*Problem*. Which rows below contain the word "four"? List each of them in full.

*Material for the task*.
Start
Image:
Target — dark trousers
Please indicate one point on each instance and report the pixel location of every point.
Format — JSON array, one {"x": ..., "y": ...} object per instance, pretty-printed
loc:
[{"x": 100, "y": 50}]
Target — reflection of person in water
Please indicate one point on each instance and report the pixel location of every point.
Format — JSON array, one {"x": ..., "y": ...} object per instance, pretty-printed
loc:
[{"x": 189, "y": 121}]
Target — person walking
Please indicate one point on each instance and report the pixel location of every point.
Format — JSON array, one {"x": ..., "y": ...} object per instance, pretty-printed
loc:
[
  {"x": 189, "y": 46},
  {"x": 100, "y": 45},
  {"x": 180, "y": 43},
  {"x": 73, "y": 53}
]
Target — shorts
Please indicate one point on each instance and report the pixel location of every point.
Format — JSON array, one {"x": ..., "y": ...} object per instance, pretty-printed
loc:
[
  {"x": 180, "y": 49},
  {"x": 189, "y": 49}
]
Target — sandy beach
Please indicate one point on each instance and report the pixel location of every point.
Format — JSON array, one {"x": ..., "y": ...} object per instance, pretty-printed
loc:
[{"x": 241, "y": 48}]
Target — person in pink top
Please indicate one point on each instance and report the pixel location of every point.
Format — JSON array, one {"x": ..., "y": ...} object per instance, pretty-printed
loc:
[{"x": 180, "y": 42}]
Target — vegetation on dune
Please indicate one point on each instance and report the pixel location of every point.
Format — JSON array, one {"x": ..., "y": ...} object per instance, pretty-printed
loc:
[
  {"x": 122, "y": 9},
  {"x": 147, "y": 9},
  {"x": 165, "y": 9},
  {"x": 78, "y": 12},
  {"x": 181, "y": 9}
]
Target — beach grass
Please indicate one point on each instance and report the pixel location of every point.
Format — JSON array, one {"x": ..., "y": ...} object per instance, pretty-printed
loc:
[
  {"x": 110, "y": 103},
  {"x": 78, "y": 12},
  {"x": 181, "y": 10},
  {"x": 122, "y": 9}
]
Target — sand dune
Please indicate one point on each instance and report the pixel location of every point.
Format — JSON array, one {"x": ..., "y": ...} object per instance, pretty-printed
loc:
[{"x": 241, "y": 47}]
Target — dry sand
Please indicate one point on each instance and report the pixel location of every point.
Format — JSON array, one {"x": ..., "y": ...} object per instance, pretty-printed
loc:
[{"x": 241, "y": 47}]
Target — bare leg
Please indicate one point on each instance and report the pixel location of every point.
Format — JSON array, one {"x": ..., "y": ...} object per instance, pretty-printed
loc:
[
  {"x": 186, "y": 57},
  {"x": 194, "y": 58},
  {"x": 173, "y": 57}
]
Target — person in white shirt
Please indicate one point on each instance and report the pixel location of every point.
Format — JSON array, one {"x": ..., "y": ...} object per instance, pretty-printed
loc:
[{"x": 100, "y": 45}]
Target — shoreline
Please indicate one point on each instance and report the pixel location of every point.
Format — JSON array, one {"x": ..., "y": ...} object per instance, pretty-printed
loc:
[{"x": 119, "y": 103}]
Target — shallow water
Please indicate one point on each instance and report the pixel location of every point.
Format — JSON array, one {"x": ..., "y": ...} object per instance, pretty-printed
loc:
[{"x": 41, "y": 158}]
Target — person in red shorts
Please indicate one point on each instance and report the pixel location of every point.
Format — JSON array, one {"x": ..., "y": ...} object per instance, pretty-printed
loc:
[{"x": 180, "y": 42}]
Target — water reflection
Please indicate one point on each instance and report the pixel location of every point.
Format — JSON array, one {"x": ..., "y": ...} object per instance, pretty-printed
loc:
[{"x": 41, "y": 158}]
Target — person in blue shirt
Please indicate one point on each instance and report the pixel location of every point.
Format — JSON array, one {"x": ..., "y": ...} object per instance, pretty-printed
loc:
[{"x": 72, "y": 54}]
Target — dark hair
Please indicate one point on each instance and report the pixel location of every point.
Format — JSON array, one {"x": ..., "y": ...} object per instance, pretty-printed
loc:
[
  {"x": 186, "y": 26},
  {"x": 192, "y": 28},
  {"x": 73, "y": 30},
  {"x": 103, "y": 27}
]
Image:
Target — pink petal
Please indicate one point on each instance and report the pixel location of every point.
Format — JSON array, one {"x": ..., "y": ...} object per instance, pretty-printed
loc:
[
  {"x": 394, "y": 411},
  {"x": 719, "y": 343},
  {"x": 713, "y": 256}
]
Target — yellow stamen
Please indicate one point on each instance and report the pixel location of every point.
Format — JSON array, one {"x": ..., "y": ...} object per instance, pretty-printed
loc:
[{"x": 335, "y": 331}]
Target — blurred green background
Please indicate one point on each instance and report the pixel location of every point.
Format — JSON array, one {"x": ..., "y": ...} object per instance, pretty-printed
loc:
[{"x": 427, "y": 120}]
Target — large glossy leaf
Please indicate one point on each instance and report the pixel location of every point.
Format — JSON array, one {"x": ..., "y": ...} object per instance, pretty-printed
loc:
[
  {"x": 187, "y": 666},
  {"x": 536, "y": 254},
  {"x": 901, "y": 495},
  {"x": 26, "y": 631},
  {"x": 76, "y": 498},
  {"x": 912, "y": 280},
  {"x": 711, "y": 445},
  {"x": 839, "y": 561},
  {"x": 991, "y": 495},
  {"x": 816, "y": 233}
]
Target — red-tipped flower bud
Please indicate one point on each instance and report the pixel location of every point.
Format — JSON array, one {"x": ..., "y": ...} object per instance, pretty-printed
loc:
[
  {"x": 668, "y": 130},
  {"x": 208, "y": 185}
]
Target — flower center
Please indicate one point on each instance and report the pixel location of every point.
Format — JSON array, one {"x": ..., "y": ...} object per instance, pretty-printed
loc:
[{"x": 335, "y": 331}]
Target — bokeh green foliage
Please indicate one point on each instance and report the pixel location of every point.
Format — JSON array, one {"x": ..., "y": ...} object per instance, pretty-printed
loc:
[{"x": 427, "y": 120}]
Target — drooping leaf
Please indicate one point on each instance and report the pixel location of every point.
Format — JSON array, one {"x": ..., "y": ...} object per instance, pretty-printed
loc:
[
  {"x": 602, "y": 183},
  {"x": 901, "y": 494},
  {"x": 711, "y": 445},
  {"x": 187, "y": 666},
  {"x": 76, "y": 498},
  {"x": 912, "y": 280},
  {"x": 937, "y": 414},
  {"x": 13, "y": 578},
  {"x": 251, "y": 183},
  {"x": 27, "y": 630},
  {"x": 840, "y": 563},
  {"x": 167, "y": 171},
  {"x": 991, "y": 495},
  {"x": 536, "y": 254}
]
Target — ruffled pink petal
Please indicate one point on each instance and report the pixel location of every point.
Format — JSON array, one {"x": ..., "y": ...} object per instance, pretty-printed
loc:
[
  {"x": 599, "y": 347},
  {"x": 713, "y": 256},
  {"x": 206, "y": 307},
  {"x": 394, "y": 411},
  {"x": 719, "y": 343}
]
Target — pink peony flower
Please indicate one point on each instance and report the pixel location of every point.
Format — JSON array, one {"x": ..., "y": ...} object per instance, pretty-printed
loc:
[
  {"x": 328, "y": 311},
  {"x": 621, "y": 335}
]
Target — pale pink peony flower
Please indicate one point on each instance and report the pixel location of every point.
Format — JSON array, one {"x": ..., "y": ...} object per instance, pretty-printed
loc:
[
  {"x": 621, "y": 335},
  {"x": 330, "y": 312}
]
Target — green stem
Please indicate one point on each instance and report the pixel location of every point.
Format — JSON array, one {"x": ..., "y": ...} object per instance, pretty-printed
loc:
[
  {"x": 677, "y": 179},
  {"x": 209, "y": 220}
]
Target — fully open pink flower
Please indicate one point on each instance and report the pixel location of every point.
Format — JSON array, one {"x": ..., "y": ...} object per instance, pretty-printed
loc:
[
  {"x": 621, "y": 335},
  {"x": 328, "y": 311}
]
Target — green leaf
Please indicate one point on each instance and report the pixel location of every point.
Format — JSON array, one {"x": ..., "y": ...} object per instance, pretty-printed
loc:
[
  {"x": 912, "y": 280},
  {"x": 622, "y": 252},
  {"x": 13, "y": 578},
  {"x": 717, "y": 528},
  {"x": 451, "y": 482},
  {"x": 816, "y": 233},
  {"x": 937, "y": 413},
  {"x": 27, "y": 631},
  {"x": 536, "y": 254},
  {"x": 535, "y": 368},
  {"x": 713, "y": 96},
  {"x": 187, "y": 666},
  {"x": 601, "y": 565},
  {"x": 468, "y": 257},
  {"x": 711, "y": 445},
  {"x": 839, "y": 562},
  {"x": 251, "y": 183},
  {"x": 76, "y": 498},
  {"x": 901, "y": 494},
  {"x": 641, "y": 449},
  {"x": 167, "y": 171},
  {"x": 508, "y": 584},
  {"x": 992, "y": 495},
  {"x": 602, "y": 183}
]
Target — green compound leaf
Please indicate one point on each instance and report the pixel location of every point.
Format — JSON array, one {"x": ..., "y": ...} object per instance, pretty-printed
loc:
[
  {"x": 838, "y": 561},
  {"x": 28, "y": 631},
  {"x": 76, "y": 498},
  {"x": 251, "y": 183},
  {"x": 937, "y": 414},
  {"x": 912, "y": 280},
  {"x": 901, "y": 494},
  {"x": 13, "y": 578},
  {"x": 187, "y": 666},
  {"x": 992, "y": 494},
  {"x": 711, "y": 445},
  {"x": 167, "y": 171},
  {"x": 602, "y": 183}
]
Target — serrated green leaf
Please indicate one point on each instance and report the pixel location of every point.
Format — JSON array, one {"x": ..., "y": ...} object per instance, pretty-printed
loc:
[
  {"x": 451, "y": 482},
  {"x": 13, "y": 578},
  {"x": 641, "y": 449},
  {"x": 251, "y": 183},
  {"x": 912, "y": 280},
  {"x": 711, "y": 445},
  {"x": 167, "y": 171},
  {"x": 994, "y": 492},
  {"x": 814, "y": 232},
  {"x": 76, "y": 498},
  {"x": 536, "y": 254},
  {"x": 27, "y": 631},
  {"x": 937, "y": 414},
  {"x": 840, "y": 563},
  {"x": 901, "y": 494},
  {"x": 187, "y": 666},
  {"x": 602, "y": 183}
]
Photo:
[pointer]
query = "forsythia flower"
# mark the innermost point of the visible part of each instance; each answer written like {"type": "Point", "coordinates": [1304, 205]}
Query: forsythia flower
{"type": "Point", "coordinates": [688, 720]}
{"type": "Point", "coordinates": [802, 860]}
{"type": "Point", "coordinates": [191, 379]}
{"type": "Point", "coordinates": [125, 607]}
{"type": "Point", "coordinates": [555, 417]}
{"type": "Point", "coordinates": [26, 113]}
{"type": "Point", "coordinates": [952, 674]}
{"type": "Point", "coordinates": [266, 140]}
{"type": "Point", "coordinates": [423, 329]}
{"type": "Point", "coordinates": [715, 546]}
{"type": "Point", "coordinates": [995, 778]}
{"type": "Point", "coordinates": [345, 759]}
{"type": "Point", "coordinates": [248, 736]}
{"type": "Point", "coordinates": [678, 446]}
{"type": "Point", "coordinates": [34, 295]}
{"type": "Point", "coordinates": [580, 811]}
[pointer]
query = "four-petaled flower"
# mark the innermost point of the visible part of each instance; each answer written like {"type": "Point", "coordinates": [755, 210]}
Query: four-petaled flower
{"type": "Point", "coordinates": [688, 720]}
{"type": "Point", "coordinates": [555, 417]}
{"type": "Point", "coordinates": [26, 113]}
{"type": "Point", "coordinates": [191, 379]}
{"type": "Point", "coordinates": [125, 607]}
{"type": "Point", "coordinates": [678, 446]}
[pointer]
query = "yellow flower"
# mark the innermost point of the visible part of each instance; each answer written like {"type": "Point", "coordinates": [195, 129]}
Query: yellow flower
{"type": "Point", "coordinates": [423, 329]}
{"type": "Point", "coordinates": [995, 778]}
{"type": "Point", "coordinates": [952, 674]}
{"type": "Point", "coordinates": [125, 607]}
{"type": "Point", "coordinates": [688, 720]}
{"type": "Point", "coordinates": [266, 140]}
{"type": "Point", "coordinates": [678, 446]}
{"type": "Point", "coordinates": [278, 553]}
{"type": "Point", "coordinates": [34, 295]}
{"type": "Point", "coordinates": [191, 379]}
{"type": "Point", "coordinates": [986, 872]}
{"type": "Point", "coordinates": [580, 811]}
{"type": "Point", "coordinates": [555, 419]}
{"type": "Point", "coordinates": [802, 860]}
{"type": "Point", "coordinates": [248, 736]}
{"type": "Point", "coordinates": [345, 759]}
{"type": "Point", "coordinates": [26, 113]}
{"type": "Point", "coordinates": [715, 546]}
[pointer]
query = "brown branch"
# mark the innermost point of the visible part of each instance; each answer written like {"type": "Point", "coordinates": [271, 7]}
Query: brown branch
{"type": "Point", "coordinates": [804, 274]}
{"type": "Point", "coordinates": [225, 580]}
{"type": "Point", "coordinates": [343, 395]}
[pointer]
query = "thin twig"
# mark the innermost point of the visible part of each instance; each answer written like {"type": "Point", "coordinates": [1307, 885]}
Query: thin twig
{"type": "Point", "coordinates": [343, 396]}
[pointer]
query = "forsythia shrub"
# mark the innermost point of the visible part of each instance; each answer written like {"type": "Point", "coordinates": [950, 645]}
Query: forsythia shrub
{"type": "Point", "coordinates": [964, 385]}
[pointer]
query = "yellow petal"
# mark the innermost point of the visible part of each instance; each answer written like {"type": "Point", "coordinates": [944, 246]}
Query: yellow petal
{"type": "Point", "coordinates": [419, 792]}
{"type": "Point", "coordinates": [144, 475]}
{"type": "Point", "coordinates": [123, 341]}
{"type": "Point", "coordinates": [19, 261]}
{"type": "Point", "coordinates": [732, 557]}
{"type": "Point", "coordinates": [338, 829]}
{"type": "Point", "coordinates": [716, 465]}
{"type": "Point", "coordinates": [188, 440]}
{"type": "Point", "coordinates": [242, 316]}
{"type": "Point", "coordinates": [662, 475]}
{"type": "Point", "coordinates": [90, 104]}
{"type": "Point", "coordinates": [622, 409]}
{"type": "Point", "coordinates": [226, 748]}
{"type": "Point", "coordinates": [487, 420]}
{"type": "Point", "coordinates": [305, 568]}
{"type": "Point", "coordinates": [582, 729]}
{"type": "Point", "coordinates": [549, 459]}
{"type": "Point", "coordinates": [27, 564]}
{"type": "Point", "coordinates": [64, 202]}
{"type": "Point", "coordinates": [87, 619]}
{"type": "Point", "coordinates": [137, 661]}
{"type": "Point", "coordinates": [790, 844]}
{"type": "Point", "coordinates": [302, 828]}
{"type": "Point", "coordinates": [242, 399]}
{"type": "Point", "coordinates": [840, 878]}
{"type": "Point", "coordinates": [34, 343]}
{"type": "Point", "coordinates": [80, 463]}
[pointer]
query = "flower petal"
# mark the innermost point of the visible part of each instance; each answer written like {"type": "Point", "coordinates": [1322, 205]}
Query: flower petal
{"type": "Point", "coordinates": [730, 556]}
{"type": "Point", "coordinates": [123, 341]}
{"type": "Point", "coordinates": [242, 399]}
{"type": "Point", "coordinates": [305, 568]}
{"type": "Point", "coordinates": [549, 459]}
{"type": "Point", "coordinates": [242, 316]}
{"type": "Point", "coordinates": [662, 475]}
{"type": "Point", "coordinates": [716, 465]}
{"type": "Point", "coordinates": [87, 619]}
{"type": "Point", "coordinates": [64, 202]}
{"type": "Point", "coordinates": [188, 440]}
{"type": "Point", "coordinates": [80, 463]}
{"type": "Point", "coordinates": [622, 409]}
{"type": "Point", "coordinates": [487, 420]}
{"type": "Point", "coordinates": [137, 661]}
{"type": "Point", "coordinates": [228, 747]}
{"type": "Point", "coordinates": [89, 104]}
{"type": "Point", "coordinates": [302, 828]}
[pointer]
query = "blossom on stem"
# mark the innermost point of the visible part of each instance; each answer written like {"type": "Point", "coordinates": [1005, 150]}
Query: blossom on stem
End
*Solved problem*.
query = "four-petaled flower"
Query: four-petaled flower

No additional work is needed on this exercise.